Every line with the string "before" must be copied from the entries below.

▶ [Raw data]

◇ ◇ ◇

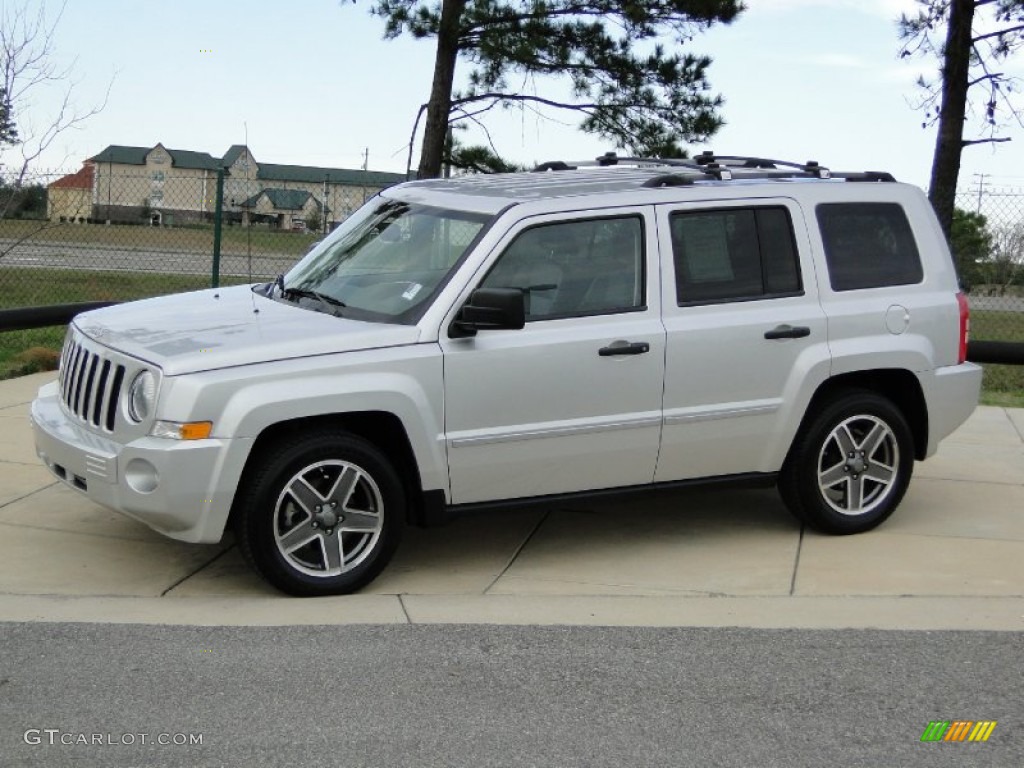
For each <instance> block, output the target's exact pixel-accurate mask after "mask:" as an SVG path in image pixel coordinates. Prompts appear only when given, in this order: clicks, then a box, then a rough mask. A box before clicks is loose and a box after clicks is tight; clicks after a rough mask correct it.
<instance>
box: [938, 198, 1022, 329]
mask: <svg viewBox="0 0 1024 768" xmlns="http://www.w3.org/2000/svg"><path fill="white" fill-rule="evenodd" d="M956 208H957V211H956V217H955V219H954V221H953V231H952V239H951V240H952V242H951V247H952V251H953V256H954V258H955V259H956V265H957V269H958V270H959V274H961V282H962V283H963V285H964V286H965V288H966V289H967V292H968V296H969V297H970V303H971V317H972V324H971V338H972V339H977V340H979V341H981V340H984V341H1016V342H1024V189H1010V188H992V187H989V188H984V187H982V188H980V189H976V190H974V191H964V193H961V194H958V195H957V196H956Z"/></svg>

◇ ◇ ◇

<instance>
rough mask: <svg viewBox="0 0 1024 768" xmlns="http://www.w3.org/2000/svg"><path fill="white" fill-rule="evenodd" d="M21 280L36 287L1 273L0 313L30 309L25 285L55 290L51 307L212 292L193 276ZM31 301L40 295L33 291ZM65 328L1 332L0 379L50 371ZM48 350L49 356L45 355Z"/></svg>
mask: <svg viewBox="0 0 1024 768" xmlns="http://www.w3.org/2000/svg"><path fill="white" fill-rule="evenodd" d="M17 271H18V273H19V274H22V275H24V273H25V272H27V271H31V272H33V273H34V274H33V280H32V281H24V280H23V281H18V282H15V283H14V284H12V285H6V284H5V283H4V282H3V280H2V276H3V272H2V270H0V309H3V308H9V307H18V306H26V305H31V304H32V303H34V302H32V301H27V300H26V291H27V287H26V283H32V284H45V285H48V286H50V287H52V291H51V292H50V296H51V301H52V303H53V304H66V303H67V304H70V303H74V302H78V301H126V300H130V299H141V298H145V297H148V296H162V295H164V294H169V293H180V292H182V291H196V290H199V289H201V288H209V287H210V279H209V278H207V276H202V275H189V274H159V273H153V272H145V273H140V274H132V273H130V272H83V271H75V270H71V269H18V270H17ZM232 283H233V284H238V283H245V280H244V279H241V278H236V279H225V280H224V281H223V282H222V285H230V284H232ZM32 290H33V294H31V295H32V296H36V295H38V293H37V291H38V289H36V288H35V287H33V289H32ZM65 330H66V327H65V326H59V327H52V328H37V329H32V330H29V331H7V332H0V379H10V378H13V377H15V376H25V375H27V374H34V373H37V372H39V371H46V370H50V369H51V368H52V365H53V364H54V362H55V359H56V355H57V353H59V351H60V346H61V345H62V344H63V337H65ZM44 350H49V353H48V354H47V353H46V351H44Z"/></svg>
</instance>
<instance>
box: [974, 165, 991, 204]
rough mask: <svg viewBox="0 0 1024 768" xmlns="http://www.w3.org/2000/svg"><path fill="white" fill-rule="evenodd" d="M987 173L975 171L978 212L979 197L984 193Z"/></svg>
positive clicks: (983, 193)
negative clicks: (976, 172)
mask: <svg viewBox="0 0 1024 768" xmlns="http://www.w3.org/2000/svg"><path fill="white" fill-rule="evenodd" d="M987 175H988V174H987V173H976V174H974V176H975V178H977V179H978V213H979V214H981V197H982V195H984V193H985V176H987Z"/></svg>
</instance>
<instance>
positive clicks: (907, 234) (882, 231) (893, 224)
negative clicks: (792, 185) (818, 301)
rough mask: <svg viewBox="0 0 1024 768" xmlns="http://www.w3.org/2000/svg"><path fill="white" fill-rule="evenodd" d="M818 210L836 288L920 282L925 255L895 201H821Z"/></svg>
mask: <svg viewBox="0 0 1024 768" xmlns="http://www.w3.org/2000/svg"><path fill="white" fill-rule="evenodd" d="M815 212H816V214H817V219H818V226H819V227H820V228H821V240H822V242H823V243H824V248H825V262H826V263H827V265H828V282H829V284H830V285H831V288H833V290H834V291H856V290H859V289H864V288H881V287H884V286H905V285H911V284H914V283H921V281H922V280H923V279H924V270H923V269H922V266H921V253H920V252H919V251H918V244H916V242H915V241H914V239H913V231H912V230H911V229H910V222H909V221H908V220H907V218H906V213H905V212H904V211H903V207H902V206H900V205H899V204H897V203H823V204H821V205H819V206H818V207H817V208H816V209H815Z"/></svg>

◇ ◇ ◇

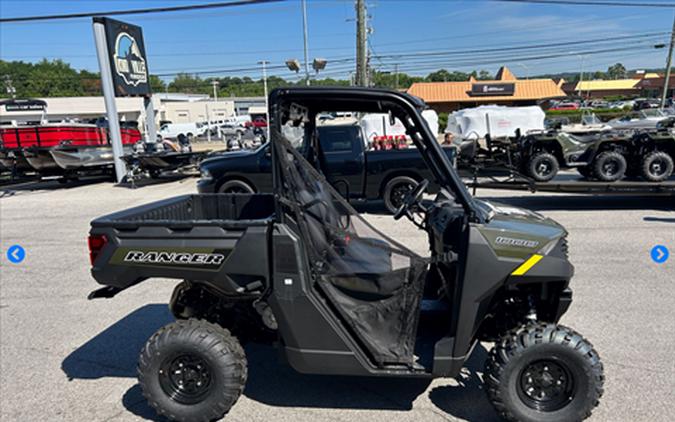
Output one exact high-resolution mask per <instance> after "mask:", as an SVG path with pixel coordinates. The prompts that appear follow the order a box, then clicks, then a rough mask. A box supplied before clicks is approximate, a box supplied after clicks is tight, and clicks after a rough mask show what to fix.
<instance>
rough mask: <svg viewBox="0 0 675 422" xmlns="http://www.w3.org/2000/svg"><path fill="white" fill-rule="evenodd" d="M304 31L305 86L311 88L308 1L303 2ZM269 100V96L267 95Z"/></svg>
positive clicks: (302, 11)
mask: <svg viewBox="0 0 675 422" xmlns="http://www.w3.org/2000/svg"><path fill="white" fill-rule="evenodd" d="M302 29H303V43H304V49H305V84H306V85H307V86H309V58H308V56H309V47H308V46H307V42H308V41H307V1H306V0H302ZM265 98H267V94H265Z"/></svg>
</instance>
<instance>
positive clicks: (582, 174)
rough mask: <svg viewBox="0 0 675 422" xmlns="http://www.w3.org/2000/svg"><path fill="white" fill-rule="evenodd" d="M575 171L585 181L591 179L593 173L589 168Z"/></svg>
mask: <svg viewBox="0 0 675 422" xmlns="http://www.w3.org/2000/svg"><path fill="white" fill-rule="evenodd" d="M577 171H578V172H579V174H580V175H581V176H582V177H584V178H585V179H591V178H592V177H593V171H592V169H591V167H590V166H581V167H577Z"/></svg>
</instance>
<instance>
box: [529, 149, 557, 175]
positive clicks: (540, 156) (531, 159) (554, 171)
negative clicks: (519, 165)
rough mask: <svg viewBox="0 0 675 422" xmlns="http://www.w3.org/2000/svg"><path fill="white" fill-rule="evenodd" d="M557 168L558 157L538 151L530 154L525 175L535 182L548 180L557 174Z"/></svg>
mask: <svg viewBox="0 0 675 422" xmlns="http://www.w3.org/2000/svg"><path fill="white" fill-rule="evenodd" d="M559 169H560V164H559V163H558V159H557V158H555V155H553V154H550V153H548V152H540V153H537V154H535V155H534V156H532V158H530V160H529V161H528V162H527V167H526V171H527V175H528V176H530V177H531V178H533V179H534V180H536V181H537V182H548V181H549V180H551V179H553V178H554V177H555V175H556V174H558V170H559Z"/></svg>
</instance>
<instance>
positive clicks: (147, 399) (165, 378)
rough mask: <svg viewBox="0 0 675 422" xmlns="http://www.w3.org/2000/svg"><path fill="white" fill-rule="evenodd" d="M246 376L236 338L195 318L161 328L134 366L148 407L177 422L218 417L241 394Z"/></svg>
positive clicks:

◇ ◇ ◇

▶ [Solution]
For each <instance> block, output the target's exact pixel-accurate mask after "mask:" as an SVG path in image pixel coordinates. Prompts appear only when given, in this order: clicks, then a box, then a rough mask. A box before clicks is loose and a box after clicks is tight; clicks after a rough mask correct it.
Output one exact high-resolution mask per <instance> after "mask:", as an SVG path with pixel coordinates. The prompts that appear follow the order a box, then clicks, then a rough mask. A box supplied before clicks is approximate, a box supplied after clicks is tight, and clicks after a rough mask show what to fix.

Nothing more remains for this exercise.